Available records:

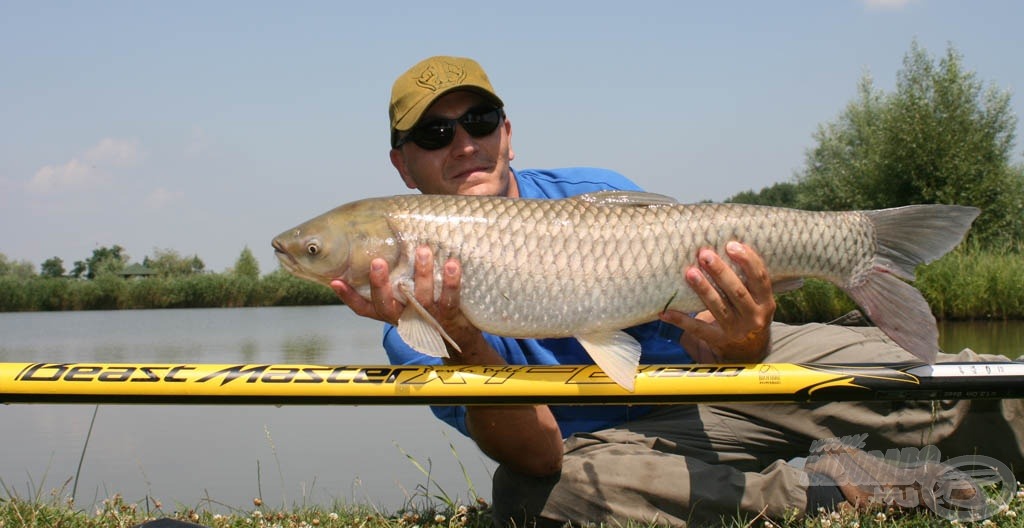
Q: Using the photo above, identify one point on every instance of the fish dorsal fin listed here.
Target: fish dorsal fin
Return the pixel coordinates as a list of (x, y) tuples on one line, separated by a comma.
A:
[(786, 284), (420, 330), (616, 353), (627, 198)]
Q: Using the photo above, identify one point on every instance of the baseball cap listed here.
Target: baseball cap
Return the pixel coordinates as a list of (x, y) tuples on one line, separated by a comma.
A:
[(421, 85)]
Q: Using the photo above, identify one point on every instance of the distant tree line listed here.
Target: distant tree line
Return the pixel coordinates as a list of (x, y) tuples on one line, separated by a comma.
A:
[(940, 137), (97, 283)]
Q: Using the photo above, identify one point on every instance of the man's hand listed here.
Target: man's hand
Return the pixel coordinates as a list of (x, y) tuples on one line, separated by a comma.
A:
[(384, 305), (736, 325), (524, 437)]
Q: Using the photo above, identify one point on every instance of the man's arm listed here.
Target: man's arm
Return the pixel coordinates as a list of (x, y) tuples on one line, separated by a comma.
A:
[(525, 438)]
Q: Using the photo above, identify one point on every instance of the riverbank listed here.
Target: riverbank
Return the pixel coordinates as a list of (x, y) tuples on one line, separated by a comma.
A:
[(116, 513)]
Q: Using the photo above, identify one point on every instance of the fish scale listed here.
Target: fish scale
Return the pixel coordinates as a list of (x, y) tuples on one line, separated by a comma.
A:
[(591, 265)]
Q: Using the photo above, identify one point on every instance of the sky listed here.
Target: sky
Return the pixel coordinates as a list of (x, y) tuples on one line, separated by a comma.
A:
[(210, 127)]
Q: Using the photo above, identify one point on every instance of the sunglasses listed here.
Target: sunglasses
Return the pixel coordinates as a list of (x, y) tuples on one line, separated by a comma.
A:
[(439, 132)]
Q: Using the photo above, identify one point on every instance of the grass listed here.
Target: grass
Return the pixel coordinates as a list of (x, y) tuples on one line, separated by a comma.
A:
[(53, 511)]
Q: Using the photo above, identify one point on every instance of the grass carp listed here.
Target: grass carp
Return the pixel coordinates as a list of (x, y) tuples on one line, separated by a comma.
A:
[(591, 265)]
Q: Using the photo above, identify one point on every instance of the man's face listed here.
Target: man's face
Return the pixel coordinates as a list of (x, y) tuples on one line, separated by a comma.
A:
[(467, 166)]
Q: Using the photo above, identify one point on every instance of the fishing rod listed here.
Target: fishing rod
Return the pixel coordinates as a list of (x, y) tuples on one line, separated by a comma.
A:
[(406, 385)]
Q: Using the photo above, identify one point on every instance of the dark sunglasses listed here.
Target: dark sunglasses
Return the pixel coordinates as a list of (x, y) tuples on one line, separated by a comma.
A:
[(438, 133)]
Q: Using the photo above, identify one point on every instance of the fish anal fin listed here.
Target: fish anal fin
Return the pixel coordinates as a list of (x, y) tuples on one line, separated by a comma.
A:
[(616, 353), (899, 310), (420, 330)]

Aim:
Turn the part of the records that opens with the line containing "anal fin listed here." and runs through the end of the records into a Markdown table, omitting blank lines. Use two columns, Row for the row number and Line for the line itself.

Output:
| Row | Line |
|---|---|
| 1 | Q: Using the photo above, identify one point on every instance of the fish anal fin listed here. |
| 2 | Target: fish anal fin |
| 3 | Return the pixel coordinates as a list of (x, y) tuples on one line, separated by a comma. |
| 4 | A: |
| 5 | [(616, 353), (899, 310), (420, 330)] |